[[ EXTRACTED DATA, beginning ]]

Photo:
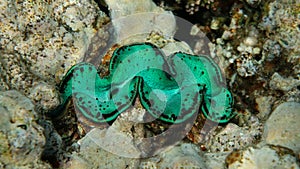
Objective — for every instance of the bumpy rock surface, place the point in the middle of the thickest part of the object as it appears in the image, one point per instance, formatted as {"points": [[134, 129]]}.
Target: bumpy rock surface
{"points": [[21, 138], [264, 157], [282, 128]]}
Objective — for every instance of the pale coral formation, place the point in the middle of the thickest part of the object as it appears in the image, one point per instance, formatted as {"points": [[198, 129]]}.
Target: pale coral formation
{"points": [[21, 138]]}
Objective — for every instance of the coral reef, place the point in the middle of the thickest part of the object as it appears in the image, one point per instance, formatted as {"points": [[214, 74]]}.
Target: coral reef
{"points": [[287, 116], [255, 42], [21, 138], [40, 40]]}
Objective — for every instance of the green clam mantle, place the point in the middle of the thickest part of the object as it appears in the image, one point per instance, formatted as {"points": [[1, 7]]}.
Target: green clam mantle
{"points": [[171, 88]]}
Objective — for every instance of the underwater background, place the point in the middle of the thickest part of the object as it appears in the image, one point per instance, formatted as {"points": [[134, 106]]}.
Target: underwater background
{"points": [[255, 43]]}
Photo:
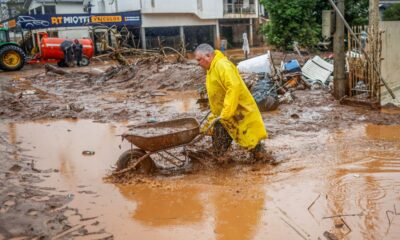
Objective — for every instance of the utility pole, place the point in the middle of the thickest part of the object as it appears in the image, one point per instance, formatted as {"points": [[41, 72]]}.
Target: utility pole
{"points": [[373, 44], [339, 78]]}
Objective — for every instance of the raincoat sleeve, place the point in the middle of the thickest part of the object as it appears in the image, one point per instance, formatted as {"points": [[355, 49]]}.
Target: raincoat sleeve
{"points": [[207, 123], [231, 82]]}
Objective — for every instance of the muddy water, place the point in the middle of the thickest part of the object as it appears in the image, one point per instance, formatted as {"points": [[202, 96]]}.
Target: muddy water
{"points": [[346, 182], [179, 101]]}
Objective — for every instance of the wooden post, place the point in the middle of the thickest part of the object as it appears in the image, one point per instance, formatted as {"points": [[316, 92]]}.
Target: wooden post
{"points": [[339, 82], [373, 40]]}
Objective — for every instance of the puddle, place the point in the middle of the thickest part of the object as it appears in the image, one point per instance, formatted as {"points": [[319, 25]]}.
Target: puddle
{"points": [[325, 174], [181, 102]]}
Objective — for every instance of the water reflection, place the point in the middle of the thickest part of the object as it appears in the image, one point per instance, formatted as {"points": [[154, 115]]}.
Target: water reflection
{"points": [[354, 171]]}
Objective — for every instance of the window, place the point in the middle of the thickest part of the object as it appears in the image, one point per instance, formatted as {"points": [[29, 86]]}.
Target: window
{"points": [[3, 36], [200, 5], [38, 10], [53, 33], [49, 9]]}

[[ EXTRACTED DATA, end ]]
[[ EXTRACTED DATA, beginning ]]

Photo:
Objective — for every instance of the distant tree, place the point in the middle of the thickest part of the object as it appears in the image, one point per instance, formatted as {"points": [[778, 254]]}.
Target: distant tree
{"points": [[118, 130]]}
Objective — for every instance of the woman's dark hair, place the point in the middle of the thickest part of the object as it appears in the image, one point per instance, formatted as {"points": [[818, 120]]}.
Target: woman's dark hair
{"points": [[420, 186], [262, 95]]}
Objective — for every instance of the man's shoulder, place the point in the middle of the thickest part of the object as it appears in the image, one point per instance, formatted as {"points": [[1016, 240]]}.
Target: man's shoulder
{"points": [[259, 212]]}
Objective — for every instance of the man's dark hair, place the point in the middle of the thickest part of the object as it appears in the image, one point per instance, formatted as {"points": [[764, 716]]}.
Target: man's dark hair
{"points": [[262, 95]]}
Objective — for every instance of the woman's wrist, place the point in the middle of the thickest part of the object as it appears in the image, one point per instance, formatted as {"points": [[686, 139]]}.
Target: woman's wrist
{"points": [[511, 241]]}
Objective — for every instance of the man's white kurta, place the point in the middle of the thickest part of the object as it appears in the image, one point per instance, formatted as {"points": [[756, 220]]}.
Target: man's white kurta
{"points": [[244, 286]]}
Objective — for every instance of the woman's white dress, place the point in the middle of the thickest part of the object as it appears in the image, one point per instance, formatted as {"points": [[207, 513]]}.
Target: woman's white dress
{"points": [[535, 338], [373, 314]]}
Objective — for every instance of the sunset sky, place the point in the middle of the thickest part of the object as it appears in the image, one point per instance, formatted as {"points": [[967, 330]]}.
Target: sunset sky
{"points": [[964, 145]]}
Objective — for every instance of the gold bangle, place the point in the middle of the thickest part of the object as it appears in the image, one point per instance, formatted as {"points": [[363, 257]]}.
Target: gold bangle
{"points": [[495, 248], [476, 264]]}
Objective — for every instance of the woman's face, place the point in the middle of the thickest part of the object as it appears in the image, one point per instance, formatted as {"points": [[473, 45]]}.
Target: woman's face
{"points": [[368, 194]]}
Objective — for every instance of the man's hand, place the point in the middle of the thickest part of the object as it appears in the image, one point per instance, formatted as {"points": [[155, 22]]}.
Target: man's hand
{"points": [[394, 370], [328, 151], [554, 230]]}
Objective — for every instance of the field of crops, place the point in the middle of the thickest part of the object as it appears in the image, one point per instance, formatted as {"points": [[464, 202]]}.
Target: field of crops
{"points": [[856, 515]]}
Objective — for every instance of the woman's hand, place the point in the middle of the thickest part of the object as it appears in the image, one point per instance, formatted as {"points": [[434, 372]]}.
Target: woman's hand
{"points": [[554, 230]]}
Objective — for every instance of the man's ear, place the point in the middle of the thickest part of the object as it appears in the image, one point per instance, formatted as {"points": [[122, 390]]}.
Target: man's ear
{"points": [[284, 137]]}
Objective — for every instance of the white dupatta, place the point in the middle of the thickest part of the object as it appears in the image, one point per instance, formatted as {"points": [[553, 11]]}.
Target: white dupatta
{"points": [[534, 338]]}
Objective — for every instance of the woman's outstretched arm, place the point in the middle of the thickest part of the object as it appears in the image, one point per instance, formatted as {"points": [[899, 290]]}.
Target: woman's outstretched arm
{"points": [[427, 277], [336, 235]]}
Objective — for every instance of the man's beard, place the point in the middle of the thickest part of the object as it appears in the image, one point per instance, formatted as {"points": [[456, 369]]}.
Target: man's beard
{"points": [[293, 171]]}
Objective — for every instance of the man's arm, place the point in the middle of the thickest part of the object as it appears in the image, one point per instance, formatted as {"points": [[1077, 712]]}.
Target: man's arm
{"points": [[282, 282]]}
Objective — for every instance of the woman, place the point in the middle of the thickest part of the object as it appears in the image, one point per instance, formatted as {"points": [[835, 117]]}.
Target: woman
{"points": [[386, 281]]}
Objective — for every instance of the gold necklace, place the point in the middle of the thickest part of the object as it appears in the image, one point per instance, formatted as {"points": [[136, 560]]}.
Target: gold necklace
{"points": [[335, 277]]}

[[ EXTRACTED DATA, end ]]

— TRY IT —
From the data above, reproduce word for word the lines running from the line with "Target: man's hand" to the line with "Objective — for every instance of the man's beard, place", ends included.

— RESPONSE AREA —
Target: man's hand
{"points": [[394, 370], [328, 151], [554, 230]]}
Objective — for every instance of the field of crops, place the point in the middle of the thickest part of the object as it appears in the image, one point per instance, formatted as {"points": [[464, 202]]}.
Target: field of crops
{"points": [[856, 515]]}
Objective — for every instance of the woman's hand, place the point in the middle of the thickest part of the object as it appears in the image, one point per instance, formatted as {"points": [[434, 372]]}.
Target: woman's hand
{"points": [[554, 230]]}
Objective — for every instance of the man's ear, place the point in the middle of the thickest part of the object as it appears in the image, one point per instance, formatted as {"points": [[122, 390]]}.
Target: man's ear
{"points": [[284, 137]]}
Objective — for every instance of the white dupatta, place the point in the middle of the thickest part of the object as it appears in the image, one point per instance, formatted as {"points": [[553, 11]]}.
Target: white dupatta
{"points": [[534, 338]]}
Objective — for every instance of the woman's outstretched arm, place the point in the middle of the thickest part of the object as it appears in the image, one point per instance, formatted as {"points": [[899, 290]]}.
Target: woman's outstretched arm
{"points": [[427, 277], [336, 235]]}
Objective — for every instance of the man's beard, place the point in the middle of the thickest part of the object as it appears in the image, one point per instance, formatted as {"points": [[456, 369]]}.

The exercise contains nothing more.